RECORDS SHOWN:
==*==

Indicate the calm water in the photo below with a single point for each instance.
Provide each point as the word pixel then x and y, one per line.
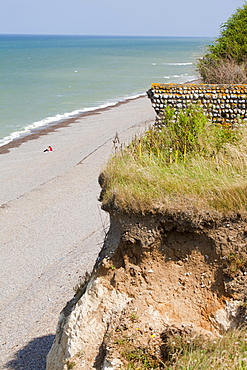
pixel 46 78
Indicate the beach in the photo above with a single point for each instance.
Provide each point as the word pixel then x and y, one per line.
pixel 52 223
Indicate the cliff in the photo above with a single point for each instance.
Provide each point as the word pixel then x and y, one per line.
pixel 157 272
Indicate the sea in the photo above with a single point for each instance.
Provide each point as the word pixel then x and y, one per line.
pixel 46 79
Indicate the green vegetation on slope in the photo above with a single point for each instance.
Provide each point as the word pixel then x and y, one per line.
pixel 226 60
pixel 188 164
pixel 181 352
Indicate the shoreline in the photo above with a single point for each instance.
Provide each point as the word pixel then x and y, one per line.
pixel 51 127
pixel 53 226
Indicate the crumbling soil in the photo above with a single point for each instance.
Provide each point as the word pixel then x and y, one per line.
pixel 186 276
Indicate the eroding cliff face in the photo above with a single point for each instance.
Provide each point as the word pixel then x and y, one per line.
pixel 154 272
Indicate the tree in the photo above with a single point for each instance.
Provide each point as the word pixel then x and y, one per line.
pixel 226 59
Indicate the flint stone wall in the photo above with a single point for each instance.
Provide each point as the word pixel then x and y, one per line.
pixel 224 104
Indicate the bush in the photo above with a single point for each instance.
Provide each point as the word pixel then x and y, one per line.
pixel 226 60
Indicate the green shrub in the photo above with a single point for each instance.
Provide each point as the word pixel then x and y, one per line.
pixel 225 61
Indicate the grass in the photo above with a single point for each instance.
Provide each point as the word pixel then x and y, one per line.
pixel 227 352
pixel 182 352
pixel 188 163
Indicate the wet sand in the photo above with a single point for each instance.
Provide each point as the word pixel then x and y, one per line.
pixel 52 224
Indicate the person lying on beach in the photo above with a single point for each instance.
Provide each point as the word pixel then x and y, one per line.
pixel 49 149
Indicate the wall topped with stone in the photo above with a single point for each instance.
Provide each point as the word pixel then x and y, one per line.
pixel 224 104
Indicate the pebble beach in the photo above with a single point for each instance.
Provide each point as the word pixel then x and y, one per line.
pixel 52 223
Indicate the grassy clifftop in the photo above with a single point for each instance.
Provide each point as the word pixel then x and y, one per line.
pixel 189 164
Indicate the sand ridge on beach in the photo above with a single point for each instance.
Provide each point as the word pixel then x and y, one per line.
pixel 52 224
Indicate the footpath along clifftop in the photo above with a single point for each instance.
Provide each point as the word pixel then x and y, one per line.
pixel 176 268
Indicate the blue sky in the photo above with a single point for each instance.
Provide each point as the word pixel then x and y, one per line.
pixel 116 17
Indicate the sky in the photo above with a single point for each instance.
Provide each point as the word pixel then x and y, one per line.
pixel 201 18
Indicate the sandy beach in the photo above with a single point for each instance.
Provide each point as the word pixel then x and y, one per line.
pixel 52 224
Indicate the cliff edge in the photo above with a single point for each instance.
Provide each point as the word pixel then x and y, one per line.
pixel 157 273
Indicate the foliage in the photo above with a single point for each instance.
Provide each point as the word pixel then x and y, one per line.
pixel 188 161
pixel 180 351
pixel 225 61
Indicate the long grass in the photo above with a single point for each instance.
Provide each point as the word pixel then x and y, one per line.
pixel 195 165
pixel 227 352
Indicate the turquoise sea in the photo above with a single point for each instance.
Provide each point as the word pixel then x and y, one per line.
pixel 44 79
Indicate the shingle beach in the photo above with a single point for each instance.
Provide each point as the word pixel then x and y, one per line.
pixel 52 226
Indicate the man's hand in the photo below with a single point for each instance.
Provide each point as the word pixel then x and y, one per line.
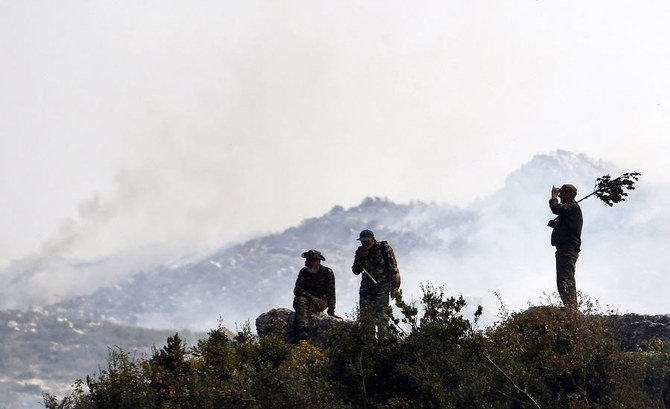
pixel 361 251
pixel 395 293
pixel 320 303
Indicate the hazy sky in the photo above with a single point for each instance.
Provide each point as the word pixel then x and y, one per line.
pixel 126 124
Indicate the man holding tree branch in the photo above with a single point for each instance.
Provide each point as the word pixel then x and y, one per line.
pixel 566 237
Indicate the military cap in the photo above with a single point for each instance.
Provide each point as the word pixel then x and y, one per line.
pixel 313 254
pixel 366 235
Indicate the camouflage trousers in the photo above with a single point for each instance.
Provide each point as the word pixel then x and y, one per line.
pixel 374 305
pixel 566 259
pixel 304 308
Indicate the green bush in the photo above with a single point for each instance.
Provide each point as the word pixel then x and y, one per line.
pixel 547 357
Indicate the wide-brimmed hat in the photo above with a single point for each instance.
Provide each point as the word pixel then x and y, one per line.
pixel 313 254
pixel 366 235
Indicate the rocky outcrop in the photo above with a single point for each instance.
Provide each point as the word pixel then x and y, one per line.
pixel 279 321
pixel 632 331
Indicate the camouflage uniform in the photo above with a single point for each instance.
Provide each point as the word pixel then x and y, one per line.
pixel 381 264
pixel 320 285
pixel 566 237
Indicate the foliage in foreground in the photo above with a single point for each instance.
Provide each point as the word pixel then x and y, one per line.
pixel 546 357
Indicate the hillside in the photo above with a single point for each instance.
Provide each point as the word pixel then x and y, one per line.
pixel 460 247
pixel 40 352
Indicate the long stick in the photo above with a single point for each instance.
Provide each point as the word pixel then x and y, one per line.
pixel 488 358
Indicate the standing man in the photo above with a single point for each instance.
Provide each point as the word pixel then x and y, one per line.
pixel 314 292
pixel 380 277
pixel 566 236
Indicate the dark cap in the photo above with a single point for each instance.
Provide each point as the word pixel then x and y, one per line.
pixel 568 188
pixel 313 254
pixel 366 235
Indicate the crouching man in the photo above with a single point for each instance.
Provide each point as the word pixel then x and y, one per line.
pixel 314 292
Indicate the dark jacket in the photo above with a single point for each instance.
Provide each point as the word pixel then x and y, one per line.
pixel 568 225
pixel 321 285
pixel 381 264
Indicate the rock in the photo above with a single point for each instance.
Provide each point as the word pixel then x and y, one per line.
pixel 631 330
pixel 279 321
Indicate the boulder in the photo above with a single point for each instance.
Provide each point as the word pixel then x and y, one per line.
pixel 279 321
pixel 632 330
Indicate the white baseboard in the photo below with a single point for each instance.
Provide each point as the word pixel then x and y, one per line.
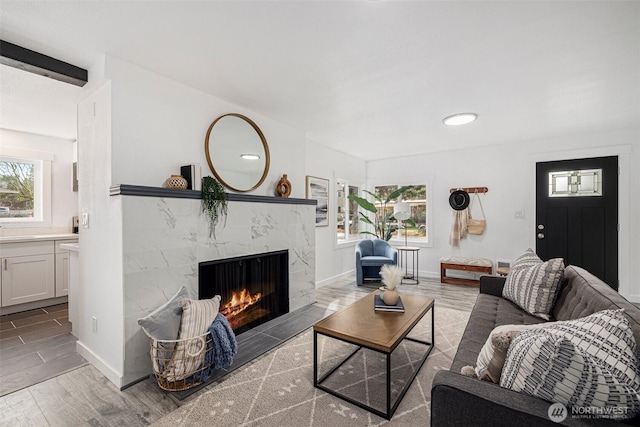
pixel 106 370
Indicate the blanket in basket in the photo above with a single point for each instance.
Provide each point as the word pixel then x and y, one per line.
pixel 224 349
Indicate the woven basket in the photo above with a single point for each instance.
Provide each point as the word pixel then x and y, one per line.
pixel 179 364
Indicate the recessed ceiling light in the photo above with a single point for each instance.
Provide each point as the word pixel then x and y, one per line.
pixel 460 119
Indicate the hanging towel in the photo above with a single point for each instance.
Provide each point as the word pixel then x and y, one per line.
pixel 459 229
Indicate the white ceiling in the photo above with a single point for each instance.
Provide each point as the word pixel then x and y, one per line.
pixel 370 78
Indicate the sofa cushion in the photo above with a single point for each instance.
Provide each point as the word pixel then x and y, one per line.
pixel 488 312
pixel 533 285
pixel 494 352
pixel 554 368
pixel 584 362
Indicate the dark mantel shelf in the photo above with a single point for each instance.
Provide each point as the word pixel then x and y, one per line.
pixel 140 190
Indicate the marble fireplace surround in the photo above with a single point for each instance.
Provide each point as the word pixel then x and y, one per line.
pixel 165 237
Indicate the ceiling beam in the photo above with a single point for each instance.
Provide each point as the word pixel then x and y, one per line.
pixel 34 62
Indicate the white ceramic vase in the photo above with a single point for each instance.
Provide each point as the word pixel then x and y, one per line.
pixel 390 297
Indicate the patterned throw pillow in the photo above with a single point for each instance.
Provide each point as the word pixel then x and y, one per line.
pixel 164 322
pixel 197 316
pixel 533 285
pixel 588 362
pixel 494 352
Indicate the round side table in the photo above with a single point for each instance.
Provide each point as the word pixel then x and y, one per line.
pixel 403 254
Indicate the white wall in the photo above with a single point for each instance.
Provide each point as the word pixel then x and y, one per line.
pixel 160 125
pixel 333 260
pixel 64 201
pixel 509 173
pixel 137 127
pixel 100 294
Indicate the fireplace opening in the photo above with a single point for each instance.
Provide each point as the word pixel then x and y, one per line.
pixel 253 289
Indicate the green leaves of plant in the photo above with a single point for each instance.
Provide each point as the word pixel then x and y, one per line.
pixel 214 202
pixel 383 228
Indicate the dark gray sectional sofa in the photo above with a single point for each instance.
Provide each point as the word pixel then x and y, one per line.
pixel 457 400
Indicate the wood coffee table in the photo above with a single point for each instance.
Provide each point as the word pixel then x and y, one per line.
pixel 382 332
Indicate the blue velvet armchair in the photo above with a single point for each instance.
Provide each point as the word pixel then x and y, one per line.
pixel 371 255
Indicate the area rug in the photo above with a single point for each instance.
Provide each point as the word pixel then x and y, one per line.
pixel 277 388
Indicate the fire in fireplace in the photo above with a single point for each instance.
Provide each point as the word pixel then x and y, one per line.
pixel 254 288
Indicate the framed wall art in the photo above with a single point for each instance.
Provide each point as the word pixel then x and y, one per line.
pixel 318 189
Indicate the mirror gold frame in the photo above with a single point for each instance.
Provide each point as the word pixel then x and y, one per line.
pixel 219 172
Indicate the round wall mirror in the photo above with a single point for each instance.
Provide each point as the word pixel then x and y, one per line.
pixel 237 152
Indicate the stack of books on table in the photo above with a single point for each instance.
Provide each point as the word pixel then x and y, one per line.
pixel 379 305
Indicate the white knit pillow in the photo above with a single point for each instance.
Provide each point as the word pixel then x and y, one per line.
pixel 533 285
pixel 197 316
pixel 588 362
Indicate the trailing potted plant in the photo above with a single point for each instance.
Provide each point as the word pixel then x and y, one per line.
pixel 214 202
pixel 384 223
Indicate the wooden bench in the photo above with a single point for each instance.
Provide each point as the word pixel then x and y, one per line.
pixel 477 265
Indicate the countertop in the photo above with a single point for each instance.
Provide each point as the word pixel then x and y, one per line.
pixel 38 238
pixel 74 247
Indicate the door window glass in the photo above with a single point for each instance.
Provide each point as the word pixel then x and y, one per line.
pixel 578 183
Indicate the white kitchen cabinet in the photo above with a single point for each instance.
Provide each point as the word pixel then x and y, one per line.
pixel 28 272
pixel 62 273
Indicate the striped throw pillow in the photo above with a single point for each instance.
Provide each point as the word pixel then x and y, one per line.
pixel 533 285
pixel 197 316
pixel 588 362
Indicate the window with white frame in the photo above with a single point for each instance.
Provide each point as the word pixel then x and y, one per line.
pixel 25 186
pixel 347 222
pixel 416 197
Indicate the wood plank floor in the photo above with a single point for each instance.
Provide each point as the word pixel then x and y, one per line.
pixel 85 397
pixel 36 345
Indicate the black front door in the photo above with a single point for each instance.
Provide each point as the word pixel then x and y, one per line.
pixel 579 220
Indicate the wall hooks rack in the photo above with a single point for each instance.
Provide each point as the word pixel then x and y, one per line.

==*==

CHALLENGE:
Reproduce the data above verbatim for the stretch from the line that contains "Indicate the long stick" through the line that contains "pixel 179 364", including both of those lines. Leave the pictures out of your answer.

TASK RESPONSE:
Indicate the long stick in the photo above with a single point for each instance.
Provide each point as the word pixel then x and y, one per line.
pixel 488 358
Indicate the standing man in the photo above with a single point for each instance.
Provide each point as the word pixel then x and y, one per line.
pixel 314 292
pixel 380 277
pixel 566 236
Indicate the dark cap in the photo above with a single point for each instance.
Provide each point as the word pixel then x and y, one per line.
pixel 568 188
pixel 313 254
pixel 366 235
Indicate the crouching man in the photo above with a single point for each instance.
Provide each point as the word pixel then x and y, one per line.
pixel 314 292
Indicate the dark jacket in the photo above with a single point for each instance.
Provide each point as the word pixel then x and y, one per line.
pixel 568 225
pixel 321 285
pixel 381 264
Indicate the rock in the photo above with a single point for each instance.
Provide each point as the word pixel then x and y, one per line.
pixel 631 330
pixel 279 321
Indicate the boulder in the photo above with a single point for each instance.
Provide each point as the word pixel then x and y, one per line.
pixel 279 321
pixel 632 330
Indicate the white baseboard in the photo below with a single point for each instance.
Provide each point as the word pixel then x and y, one per line.
pixel 106 370
Indicate the blanket in basket in the photo above with a single point for each instance.
Provide each point as the word pixel then x and y, one per line.
pixel 224 349
Indicate the woven basket in the photo above with a single point for each instance.
Provide each point as the word pixel then x and y, one per line.
pixel 179 364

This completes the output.